» What is needed
Return the data below in full. Keep each character unchanged.

= = = = =

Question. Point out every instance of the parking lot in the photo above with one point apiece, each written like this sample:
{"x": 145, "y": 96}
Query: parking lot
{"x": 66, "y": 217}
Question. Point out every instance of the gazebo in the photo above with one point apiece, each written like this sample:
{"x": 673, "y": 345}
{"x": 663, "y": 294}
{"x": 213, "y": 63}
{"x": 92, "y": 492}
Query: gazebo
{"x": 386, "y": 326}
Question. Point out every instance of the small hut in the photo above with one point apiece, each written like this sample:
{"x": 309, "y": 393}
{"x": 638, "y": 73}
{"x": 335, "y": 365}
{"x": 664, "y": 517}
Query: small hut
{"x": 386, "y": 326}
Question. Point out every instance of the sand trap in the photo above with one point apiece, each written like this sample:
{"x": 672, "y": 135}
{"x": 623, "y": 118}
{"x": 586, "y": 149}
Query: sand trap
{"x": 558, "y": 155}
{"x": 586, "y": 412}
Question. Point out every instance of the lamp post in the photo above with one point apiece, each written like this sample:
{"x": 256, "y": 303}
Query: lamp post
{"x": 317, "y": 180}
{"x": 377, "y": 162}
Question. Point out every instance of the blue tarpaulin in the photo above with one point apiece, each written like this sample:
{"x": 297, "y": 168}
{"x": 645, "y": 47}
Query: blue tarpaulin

= = = = =

» Answer to this problem
Question. Point out every instance of the parking lot in the photo above with one point apiece, each written like this sample:
{"x": 145, "y": 96}
Query: parking lot
{"x": 66, "y": 217}
Question. Point out every instance of the gazebo in the photo above with one point apiece, each written like this sample:
{"x": 673, "y": 345}
{"x": 663, "y": 294}
{"x": 213, "y": 63}
{"x": 92, "y": 492}
Query: gazebo
{"x": 386, "y": 326}
Question. Point out every instance of the small hut in the photo above with one point apiece, each written like this sample:
{"x": 309, "y": 393}
{"x": 638, "y": 73}
{"x": 335, "y": 365}
{"x": 664, "y": 517}
Query: small hut
{"x": 386, "y": 326}
Question. Point out every instance of the sand trap in the photo above with one point apiece, each written like this sample:
{"x": 672, "y": 135}
{"x": 623, "y": 118}
{"x": 586, "y": 149}
Query: sand trap
{"x": 558, "y": 155}
{"x": 586, "y": 412}
Question. Point out every instance of the lamp post in the photo above with one point apiece, each written like this sample:
{"x": 256, "y": 303}
Query: lamp post
{"x": 317, "y": 180}
{"x": 377, "y": 162}
Question. Point out every instance of the blue tarpaulin in the photo above with one point apiece, each written like this sample:
{"x": 297, "y": 168}
{"x": 645, "y": 47}
Query: blue tarpaulin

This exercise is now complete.